PAGE.
----
We purchase data feeds from a number of commercial data providers, including Xperi (formerly All Music Guide), Songkick, and LyricFind, among others. Licensed data is generally quite comprehensive, although its breadth is often limited.
Some providers like MusicBrainz and Discogs rely on contributions from their users for data. The key advantage of the crowdsourced model is that it provides access to data that isn’t available from commercial sources; there may not be a good economic reason to collect or create certain data, so it’s up to enthusiasts to do it, and they frequently do an outstanding job.
Roon users contribute their knowledge just by listening to their favorite music. Because they’re highly opinionated listeners, they plumb the depths of their favorite genres and styles every day, and those connections form the basis of Valence’s models and maps.
Valence has a secret weapon when it comes to clean data: the expertise of the Roon community. Comprised of music professionals, audiophiles, and self-professed music nerds, this passionate group has provided our localizations, internet radio directory, and is now beginning to create and curate new data used by Valence.
The data ingested by Valence come from rights holders (record labels), commercial data providers, not-for-profit data projects, and the Roon community. A piece of data in Valence can come into being from any one of those sources, growing and becoming more detailed as corroborating evidence of its accuracy is found in additional data sources. This unique approach to aggregation means that following a complete daily ingestion, Valence’s index is arguably the largest and most accurate in the world.
Valence uses an approach which takes into account file names, directory structure, tag data, and file length to deliver high-confidence album and track identifications to Roon.
Most music players interact with streaming serivces using an API for searching, browsing, and playback; they also depend on those API for most or all of their music metadata. Valence actually ingests the full catalogs of integrated music services every day, then determines (in advance) which of its own data should be applied to every stream from each integrated service.
Conventionally, “metadata” implies the name of an album and the tracks it contains. Valence goes further by capturing album- and track-level credits, recording dates, release and reissue dates, label, rating, and review, as well as distinguishing between different versions of an album.
In addition to recording data, Valence aggregates information about performers, composers, producers, and conductors, including their vital stats, biographies, and also places they’ve lived, bands or ensembles they’ve joined, social links, and upcoming concert dates.
In Valence’s data model, recordings (tracks) are instances of compositions, which is an important notion particularly when one artist covers a song by another artist, or (as is frequently true not only in classical and jazz, but also in rock and pop) the composer and performer aren’t the same person.
Valence produces internal popularity “charts” at all levels: artist, album, track, and composition. It also generates several more specific charts per genre, and a series dedicated to classical music.
What people do in music informs Valence’s model of the music world. For example, Trent Reznor has different relationships to music he creates when he is fronting Nine Inch Nails, collaborating on a film score with Atticus Ross, or producing an album for Halsey.
A sonata having three movements is no guarantee that there will be three corresponding tracks on an album which features that composition. Understanding the underlying works and their subdivisions lets Valence accurately portray covers of pop songs, American Songbook jazz standards, and multi-part classical works correctly.
Valence’s similarity model maps how similar certain artists, albums, and tracks are to other artists, albums, and tracks. It is based on both user behavior (people who like X also like Y) and expert opinion or ground truth.
Over the arc of an artist or composer’s career, patterns often appear illuinating ranges of particularly well-regarded material. Valence models these ranges to create a notion of the “heyday” – times which are especially notable in that person’s career.
----
BRIEF A. Summarize the page on Valence in two sentences.
----
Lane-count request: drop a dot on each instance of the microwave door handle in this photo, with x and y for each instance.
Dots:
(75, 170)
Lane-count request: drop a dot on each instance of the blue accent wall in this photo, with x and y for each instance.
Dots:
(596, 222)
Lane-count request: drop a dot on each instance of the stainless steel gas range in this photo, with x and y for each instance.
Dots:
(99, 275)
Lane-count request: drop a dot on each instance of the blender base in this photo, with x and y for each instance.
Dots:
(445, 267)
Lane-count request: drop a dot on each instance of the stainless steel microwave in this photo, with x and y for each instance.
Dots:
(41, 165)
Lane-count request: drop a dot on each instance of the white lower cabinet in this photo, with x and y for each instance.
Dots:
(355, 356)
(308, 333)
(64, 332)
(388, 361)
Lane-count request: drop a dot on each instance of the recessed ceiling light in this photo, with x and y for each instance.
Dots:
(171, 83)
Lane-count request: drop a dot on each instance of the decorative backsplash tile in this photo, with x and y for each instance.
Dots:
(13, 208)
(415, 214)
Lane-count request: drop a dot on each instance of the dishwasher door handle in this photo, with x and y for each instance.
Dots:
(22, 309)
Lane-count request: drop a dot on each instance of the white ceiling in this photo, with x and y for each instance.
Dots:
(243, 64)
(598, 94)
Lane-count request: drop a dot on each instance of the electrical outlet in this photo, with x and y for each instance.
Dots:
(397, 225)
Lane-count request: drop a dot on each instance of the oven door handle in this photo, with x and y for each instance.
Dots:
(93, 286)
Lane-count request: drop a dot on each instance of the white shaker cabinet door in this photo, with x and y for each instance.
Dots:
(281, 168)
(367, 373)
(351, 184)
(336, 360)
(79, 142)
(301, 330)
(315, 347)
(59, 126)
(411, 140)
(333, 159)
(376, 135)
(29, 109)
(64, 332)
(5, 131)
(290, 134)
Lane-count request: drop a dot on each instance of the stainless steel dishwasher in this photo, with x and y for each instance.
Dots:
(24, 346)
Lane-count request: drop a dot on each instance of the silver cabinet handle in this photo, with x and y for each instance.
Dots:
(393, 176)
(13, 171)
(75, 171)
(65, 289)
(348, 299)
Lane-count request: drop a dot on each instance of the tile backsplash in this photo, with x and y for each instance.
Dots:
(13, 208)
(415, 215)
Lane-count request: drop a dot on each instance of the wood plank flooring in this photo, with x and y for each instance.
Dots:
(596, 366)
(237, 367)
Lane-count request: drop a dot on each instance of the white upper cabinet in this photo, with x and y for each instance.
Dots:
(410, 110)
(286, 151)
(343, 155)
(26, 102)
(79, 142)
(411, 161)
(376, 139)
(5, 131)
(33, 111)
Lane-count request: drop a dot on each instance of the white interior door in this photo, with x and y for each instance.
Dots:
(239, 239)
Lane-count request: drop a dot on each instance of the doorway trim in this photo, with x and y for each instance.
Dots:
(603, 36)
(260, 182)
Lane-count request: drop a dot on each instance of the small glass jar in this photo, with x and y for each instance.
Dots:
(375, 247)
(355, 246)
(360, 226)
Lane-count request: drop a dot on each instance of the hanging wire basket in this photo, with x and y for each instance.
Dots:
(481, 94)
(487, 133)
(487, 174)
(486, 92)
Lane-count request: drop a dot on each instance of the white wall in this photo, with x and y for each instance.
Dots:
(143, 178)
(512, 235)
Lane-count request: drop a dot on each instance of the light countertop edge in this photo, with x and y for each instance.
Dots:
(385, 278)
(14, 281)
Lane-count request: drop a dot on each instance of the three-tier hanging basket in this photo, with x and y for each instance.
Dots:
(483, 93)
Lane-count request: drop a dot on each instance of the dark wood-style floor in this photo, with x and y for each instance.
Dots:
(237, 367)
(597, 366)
----
BRIEF B. Write out the records again, requests included, starting at the line that contains "Lane-count request: drop a dot on each instance of the light" and ending at the last line of the records. Offset every coordinate in the dots by -141.

SOLUTION A. Valence ingests data from record labels, commercial data providers, not-for-profit data projects, and the Roon community, and a piece of data grows more detailed as corroborating evidence of its accuracy is found in additional sources. Beyond album and track names, it captures credits, dates, labels, ratings, reviews, and information about performers and composers, and it models compositions, popularity charts, similarity between artists, albums, and tracks, and the heyday of an artist's career.

SOLUTION B.
Lane-count request: drop a dot on each instance of the light countertop edge in this photo, with x and y for each instance.
Dots:
(244, 137)
(-127, 140)
Lane-count request: drop a dot on each instance of the three-tier hanging basket in this photo, with x and y for each instance.
Dots:
(342, -48)
Lane-count request: drop a dot on each instance of the dark wood-style floor in this photo, with x and y for each instance.
Dots:
(96, 226)
(456, 225)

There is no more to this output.